** Supplied information follows **

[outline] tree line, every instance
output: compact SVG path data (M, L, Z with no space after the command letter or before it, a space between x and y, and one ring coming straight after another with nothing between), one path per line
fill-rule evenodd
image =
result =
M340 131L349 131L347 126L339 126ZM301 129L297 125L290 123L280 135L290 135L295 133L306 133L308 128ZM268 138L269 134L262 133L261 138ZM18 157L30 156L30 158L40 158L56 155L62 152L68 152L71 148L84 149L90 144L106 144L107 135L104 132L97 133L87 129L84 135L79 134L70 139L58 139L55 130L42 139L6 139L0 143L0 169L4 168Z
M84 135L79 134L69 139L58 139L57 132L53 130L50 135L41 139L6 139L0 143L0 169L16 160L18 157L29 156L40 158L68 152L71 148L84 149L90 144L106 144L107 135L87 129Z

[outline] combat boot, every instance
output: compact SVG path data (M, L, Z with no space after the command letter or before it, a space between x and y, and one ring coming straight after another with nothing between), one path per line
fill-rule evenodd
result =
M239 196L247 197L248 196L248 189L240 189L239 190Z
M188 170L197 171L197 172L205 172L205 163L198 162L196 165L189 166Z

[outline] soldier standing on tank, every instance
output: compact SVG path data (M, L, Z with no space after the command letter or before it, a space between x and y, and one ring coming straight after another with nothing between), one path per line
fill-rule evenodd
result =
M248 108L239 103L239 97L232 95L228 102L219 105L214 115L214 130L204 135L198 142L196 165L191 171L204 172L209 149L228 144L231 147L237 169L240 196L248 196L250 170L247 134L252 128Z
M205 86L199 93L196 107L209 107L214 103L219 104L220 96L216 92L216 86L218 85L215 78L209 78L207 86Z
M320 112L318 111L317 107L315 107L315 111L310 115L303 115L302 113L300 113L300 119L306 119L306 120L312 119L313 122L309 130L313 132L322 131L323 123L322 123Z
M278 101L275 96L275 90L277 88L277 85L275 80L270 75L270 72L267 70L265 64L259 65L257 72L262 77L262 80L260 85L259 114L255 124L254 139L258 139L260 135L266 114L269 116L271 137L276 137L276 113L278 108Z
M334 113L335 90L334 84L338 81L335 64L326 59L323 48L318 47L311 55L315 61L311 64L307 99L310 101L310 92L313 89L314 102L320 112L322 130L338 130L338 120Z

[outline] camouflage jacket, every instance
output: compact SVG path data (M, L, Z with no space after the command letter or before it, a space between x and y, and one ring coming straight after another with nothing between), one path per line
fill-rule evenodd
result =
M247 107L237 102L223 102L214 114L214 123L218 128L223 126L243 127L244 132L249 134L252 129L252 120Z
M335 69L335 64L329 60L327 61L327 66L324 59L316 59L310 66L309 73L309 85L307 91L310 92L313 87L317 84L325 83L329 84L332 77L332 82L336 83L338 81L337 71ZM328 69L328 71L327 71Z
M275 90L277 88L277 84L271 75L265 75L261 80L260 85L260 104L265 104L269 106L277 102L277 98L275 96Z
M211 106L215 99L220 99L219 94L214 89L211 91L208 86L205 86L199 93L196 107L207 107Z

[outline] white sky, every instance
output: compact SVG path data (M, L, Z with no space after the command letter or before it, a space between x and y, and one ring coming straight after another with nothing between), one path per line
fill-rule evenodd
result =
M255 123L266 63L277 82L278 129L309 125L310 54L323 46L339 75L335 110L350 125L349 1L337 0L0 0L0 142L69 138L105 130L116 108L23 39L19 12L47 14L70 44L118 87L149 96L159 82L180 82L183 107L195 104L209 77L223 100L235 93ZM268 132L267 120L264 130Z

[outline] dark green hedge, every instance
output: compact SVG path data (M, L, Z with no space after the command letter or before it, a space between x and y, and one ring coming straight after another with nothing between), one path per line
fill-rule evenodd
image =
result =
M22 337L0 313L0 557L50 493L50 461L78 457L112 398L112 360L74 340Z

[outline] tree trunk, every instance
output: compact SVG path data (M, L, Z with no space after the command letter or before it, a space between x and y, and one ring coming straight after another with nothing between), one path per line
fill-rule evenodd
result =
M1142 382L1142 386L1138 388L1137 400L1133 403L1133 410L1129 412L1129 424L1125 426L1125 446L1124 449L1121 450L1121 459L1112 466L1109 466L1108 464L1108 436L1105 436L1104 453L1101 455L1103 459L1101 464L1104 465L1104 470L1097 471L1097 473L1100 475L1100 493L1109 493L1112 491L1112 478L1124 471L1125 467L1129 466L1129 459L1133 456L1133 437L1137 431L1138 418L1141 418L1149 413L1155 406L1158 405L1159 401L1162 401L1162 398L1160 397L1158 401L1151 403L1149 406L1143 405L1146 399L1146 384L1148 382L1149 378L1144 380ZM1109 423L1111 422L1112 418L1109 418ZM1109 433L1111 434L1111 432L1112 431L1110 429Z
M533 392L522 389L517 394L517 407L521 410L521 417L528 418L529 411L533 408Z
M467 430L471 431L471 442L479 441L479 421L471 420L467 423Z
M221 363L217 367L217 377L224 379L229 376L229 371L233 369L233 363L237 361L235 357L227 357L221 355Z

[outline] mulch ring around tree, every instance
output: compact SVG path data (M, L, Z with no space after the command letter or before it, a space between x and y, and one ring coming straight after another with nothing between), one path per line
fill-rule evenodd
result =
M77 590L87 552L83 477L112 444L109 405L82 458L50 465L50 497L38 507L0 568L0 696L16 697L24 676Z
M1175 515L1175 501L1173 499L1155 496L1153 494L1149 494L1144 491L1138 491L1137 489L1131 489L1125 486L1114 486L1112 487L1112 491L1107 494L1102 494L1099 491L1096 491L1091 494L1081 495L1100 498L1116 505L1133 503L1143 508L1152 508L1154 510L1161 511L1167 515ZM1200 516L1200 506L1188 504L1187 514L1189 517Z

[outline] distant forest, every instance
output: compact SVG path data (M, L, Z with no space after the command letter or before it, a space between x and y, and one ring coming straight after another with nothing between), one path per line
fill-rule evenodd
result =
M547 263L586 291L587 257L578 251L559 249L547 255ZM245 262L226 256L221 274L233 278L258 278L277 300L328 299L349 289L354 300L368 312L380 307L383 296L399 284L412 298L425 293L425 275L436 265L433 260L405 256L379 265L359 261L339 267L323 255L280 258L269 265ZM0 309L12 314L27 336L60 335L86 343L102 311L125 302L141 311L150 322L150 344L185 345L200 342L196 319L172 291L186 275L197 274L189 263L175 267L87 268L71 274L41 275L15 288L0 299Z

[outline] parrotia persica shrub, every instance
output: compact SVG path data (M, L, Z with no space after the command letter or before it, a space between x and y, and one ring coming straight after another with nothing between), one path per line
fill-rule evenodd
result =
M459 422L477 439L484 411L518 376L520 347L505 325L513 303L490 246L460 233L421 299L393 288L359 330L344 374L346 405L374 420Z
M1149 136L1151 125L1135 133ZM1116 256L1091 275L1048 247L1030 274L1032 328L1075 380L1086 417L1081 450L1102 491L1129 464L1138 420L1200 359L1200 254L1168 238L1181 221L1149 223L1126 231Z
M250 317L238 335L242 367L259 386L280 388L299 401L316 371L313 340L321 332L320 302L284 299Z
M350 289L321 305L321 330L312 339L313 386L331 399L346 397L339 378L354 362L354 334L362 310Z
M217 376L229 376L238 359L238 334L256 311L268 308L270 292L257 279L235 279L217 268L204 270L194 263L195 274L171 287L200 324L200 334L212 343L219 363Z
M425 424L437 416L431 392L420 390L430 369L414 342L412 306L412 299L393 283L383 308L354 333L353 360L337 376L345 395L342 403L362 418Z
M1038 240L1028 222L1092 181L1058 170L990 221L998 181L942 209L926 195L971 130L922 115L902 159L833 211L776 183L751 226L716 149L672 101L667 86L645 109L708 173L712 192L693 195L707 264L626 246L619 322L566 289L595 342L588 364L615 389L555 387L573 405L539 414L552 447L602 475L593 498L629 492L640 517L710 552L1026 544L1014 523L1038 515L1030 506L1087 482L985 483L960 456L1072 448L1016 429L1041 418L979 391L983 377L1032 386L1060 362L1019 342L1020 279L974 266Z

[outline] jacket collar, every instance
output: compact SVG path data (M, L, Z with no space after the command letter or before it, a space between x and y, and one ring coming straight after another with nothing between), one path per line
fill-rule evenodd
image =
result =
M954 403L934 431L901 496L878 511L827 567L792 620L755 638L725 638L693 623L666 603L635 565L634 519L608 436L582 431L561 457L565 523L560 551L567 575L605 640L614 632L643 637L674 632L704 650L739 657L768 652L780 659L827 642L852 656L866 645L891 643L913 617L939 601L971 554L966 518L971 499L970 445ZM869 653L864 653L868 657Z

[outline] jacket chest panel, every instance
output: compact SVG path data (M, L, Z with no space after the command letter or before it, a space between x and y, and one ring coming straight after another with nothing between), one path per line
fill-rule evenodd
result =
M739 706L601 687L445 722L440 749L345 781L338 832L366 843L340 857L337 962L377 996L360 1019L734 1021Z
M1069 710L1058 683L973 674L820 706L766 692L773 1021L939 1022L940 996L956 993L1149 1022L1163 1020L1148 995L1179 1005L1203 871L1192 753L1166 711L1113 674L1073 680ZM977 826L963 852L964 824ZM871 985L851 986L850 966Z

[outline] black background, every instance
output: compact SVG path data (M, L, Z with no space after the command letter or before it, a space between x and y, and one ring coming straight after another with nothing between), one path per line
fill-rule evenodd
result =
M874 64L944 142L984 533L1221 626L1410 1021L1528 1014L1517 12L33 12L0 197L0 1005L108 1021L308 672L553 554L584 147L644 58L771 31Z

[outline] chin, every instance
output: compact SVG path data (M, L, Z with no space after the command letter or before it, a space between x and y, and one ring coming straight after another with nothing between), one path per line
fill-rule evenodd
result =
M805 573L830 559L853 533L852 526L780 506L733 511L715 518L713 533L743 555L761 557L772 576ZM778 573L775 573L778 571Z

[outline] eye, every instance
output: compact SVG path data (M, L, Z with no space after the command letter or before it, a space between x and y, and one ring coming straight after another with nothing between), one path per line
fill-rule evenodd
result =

** End of Supplied information **

Requirement
In the records above, find each line that holds the word "tree"; copy all such lines.

Solution to this exercise
[outline] tree line, every instance
[outline] tree trunk, every instance
[outline] mulch ring around tree, every instance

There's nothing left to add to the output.